*** MATERIAL FOR THIS TASK

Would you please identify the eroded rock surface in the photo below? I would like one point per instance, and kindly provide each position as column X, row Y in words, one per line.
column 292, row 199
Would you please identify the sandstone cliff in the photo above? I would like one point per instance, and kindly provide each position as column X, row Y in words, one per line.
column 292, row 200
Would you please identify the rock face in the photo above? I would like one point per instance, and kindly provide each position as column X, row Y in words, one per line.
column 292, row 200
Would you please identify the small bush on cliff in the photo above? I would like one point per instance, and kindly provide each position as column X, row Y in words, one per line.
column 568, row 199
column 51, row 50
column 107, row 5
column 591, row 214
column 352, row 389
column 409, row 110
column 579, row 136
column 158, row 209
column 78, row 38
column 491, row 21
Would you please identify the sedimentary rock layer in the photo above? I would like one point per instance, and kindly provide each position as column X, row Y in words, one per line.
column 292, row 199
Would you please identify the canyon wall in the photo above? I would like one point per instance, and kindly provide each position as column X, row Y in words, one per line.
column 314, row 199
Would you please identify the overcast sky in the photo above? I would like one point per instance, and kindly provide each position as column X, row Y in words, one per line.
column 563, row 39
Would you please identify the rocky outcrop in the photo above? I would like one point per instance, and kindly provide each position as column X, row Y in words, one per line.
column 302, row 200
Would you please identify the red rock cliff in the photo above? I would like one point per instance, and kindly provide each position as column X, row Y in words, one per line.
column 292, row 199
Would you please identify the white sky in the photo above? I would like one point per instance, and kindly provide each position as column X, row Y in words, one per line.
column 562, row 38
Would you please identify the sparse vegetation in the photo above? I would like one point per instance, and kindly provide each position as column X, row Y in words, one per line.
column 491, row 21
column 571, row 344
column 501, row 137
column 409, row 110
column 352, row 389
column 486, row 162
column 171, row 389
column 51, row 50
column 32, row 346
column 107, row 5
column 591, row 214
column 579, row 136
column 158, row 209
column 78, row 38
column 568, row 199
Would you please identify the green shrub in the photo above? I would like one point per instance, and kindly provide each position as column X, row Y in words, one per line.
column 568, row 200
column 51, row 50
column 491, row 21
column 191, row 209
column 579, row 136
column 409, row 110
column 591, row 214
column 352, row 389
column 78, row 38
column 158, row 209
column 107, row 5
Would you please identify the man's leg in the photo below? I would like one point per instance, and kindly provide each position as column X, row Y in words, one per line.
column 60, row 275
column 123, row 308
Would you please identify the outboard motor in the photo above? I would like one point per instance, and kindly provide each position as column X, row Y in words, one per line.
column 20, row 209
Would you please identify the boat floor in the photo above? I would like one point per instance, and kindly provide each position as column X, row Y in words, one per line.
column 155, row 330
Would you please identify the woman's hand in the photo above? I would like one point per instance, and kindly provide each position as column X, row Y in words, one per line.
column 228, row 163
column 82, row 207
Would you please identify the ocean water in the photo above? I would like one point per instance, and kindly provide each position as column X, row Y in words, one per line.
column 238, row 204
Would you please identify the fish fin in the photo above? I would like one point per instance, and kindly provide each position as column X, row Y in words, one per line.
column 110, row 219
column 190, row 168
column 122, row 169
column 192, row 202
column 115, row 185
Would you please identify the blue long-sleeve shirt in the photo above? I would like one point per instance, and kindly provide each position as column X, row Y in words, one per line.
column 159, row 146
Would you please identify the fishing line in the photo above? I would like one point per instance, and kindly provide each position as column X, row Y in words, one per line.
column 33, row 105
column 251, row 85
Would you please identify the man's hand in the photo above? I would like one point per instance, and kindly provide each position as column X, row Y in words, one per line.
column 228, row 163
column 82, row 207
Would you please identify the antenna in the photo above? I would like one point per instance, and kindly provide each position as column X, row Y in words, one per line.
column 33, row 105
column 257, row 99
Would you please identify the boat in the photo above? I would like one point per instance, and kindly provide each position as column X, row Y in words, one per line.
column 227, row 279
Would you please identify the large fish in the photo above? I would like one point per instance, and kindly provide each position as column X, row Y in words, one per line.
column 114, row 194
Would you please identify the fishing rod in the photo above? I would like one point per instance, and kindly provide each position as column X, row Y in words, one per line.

******

WORK TO BE COMPLETED:
Arrange the data above as a JSON list of strings, one string per line, with blank lines omitted.

FINAL RESULT:
[
  "Would you please identify the eroded rock surface in the photo below? I would like one point per instance, and kindly provide each position as column X, row Y in words, one per line.",
  "column 292, row 199",
  "Would you please identify the sandstone cliff in the photo above? I would like one point per instance, and kindly provide each position as column X, row Y in words, one per line.",
  "column 292, row 200",
  "Would you please identify the rock face in the photo above? I would like one point per instance, and kindly provide each position as column X, row Y in words, one per line.",
  "column 292, row 200",
  "Would you please identify the small bush on cliff in the photo above? I would like one point per instance, and kindly provide each position as column X, row Y in words, one per line.",
  "column 568, row 199",
  "column 51, row 50",
  "column 107, row 5",
  "column 591, row 214",
  "column 352, row 389",
  "column 409, row 110",
  "column 579, row 136",
  "column 158, row 209",
  "column 78, row 38",
  "column 491, row 21",
  "Would you please identify the sedimentary rock layer in the photo above? I would like one point per instance, and kindly provide each position as column X, row Y in words, one per line.",
  "column 292, row 199",
  "Would you please identify the canyon wall in the photo above? I would like one point per instance, and kindly provide each position as column X, row Y in words, one per line.",
  "column 314, row 199",
  "Would you please identify the overcast sky in the photo above? I would like one point per instance, and kindly provide each position as column X, row Y in words, one per line.",
  "column 563, row 39",
  "Would you please identify the rocky outcrop in the photo above? I would like one point per instance, and kindly provide each position as column X, row Y in words, one per line.",
  "column 302, row 200",
  "Would you please identify the red rock cliff in the photo above? I would like one point per instance, and kindly provide each position as column X, row Y in words, one per line.",
  "column 292, row 199",
  "Would you please identify the white sky in the photo above? I would like one point per instance, and kindly provide each position as column X, row Y in words, one per line.",
  "column 562, row 38",
  "Would you please identify the sparse vegetation in the photo above? I would like one point per instance, and kindly provide each position as column X, row Y in words, one per line.",
  "column 491, row 21",
  "column 571, row 344",
  "column 501, row 137",
  "column 409, row 110",
  "column 352, row 389",
  "column 486, row 162",
  "column 171, row 389",
  "column 51, row 50",
  "column 32, row 346",
  "column 107, row 5",
  "column 591, row 214",
  "column 579, row 136",
  "column 158, row 209",
  "column 78, row 38",
  "column 568, row 199",
  "Would you please identify the green shrub in the photo above? I would like one point per instance, and kindly provide each position as column X, row Y in words, one per line.",
  "column 568, row 200",
  "column 51, row 50",
  "column 491, row 21",
  "column 191, row 209",
  "column 579, row 136",
  "column 409, row 110",
  "column 591, row 214",
  "column 352, row 389",
  "column 78, row 38",
  "column 158, row 209",
  "column 107, row 5",
  "Would you please identify the man's leg in the photo below? I would like one point per instance, and kindly provide each position as column X, row Y in words, one per line.",
  "column 60, row 275",
  "column 123, row 308",
  "Would you please identify the outboard motor in the photo above? I would like one point per instance, and kindly provide each position as column X, row Y in words, one per line.",
  "column 20, row 209",
  "Would you please identify the boat floor in the photo above? I would like one point per instance, and kindly provide each position as column X, row Y in words, one per line.",
  "column 155, row 330",
  "Would you please identify the woman's hand in the photo above? I would like one point per instance, and kindly provide each position as column X, row Y in words, one per line.",
  "column 228, row 163",
  "column 82, row 207",
  "Would you please identify the ocean water in the photo above? I would like one point per instance, and kindly provide each position as column X, row Y in words, one per line.",
  "column 238, row 204",
  "Would you please identify the fish fin in the photo above? I would like one point per instance, and kindly provide each position as column X, row Y in words, one per line.",
  "column 110, row 219",
  "column 190, row 168",
  "column 122, row 169",
  "column 192, row 202",
  "column 115, row 185",
  "Would you please identify the blue long-sleeve shirt in the photo above? I would like one point per instance, and kindly provide each position as column X, row Y in words, one per line.",
  "column 159, row 146",
  "Would you please identify the fishing line in the photo above? I would like one point per instance, and kindly provide each position as column X, row Y in words, one per line.",
  "column 33, row 105",
  "column 251, row 85",
  "Would you please identify the man's hand in the photo above? I would like one point per instance, and kindly provide each position as column X, row Y in words, one per line.",
  "column 228, row 163",
  "column 82, row 207",
  "Would you please identify the antenna in the photo above? I would like one point per instance, and kindly provide each position as column X, row Y in words, one per line.",
  "column 33, row 105",
  "column 257, row 99",
  "Would you please identify the boat in the photo above? I would like one point per instance, and kindly provide each position as column X, row Y in words, one per line.",
  "column 227, row 279",
  "Would you please identify the large fish in the photo above? I would like one point per instance, and kindly provide each position as column X, row Y in words, one per line.",
  "column 114, row 194",
  "Would you please identify the fishing rod in the photo above? I would like one point per instance, and kindly provide each position as column X, row Y in words, one per line."
]